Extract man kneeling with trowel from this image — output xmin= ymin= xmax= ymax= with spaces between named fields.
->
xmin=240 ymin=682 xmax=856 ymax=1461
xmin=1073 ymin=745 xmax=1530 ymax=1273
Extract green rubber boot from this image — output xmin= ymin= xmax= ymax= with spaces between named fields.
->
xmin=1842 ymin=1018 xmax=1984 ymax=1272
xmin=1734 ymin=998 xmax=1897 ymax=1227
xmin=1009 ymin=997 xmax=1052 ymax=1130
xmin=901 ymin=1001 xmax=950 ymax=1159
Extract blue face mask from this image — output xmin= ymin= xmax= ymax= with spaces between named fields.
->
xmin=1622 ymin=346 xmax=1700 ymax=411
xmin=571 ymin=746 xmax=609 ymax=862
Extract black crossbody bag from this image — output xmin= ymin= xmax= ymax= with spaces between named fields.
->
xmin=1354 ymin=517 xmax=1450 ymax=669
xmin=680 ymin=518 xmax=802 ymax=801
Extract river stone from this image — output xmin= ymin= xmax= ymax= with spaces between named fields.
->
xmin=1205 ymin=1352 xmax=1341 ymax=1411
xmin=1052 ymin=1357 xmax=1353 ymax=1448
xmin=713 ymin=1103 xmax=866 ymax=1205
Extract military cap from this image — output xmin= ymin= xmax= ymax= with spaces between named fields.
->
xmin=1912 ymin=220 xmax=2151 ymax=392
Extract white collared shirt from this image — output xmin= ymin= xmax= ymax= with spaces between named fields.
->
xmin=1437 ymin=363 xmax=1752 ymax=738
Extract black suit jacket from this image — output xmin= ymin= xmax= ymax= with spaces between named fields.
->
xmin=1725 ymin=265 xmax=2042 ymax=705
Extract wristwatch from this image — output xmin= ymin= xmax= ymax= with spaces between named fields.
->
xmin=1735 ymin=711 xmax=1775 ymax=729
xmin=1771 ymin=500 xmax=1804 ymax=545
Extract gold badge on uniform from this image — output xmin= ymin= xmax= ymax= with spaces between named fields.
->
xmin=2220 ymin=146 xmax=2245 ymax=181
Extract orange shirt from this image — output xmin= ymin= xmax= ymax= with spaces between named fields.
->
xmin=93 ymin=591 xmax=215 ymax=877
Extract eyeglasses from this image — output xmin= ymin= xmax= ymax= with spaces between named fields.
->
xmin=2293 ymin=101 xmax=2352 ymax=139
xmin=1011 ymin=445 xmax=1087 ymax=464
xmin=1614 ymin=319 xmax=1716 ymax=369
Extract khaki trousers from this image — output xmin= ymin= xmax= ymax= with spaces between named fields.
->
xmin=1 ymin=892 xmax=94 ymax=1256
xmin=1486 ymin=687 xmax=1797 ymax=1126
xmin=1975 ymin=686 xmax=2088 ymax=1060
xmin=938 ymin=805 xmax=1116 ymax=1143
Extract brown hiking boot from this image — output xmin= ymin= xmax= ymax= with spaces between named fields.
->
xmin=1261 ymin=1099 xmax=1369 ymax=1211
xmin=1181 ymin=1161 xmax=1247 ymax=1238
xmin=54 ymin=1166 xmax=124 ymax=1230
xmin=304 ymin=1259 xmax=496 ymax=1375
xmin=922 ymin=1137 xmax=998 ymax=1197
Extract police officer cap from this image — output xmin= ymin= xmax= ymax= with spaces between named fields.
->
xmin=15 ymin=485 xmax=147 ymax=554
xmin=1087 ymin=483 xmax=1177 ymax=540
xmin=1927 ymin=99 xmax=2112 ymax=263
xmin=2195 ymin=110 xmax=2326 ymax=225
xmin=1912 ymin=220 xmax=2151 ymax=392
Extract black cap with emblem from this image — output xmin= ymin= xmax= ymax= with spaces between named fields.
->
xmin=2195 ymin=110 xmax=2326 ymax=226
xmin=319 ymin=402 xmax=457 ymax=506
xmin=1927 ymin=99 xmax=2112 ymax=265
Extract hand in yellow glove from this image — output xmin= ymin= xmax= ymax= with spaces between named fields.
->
***
* Directions *
From the data above, pick out each line containing "boot" and copy it.

* Output of the exercise *
Extract green rubber boot from this image — output xmin= ymin= xmax= ymax= with spaces between named fields.
Extract brown hiking boot from this image — output xmin= ymin= xmax= ymax= with spaces between named fields.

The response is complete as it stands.